→ Your goal: Exactly as written, set down every entry once more.

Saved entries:
BEGIN
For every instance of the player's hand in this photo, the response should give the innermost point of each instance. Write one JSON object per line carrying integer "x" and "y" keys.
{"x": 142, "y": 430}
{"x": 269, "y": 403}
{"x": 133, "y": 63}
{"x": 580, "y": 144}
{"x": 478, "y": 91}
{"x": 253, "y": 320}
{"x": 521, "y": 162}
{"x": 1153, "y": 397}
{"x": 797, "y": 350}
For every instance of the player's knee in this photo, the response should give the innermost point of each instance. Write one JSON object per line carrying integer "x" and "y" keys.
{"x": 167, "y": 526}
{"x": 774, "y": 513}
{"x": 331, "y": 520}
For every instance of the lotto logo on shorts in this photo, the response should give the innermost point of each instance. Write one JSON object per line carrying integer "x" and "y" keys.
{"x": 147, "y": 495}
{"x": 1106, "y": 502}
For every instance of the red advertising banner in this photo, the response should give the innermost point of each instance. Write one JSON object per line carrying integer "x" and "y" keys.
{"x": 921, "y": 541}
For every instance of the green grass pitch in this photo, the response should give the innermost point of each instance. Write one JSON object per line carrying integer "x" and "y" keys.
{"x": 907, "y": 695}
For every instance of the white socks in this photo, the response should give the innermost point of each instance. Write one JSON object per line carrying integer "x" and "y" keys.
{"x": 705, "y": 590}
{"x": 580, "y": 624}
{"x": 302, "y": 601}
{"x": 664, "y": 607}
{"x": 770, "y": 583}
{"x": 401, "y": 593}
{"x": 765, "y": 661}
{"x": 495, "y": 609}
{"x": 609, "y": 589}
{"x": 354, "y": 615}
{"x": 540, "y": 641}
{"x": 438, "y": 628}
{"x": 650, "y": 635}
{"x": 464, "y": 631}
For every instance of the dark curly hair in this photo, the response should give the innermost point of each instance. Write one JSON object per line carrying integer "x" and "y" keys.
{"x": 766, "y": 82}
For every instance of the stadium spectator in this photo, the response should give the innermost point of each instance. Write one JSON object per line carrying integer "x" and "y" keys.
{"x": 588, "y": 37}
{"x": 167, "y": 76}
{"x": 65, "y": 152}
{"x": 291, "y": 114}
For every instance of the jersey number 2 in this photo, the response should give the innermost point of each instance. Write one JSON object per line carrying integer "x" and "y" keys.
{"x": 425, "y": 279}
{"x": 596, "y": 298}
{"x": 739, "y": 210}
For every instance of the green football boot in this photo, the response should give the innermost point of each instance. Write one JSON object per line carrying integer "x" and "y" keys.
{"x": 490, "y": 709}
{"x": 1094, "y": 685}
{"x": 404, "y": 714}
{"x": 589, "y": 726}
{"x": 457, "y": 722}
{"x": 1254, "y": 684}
END
→ Response area:
For every instance of the player's hand in this photo, the response should give the innermost point of each instance. Write one JSON object per line carrying integer "x" and "y" keys.
{"x": 142, "y": 430}
{"x": 269, "y": 403}
{"x": 133, "y": 63}
{"x": 580, "y": 144}
{"x": 478, "y": 91}
{"x": 253, "y": 320}
{"x": 521, "y": 162}
{"x": 1153, "y": 397}
{"x": 797, "y": 350}
For every instance of the player's knee in this photo, the response should give the innermost point of each instance. Write one JSON object per line carrying integer "x" and "y" keys.
{"x": 167, "y": 526}
{"x": 774, "y": 513}
{"x": 331, "y": 520}
For every instance of the lotto logo on shorts in this photo, the response should give the innermost point of each instance. Write one JSON object per line carrying integer "x" and "y" keys.
{"x": 147, "y": 495}
{"x": 1106, "y": 502}
For every instance of the red advertising banner in this photo, the response should give the innermost point of each instance. Write one JSON object per line carrying integer "x" and "y" keys.
{"x": 921, "y": 541}
For every instance of the green grass pitch in this photo, the response should give the innermost point of each instance. Write one JSON object per line carrying integer "x" and "y" keys.
{"x": 907, "y": 695}
For every instance of the white socks in this photo, the response should give the innermost point of each instance. Write one JSON object per line carrying integer "x" and "y" keys.
{"x": 705, "y": 590}
{"x": 580, "y": 624}
{"x": 302, "y": 601}
{"x": 664, "y": 607}
{"x": 770, "y": 583}
{"x": 401, "y": 593}
{"x": 765, "y": 661}
{"x": 495, "y": 609}
{"x": 609, "y": 589}
{"x": 354, "y": 615}
{"x": 540, "y": 641}
{"x": 438, "y": 628}
{"x": 650, "y": 635}
{"x": 464, "y": 631}
For every instance of the dark curly hair in this photo, the response should give the innermost point of each instance. Write one JSON object per line carrying integer "x" and "y" keys.
{"x": 766, "y": 82}
For every instance of the stadium spectator in this photo, the response should give the innermost point of each instance. Write one JSON object per line carrying integer "x" and "y" keys.
{"x": 588, "y": 37}
{"x": 167, "y": 76}
{"x": 65, "y": 152}
{"x": 291, "y": 114}
For every instance of the jersey number 2 in this photo, the response should give the innermost point of each instance. Write one JSON object per line carrying integer "x" and "y" keys.
{"x": 425, "y": 279}
{"x": 596, "y": 298}
{"x": 739, "y": 210}
For every instance of the green football boot in this photo, the response should give the innermost point of each instance. Write one JSON object per line carrying integer "x" and "y" keys.
{"x": 490, "y": 709}
{"x": 1094, "y": 685}
{"x": 404, "y": 714}
{"x": 589, "y": 726}
{"x": 457, "y": 722}
{"x": 1254, "y": 684}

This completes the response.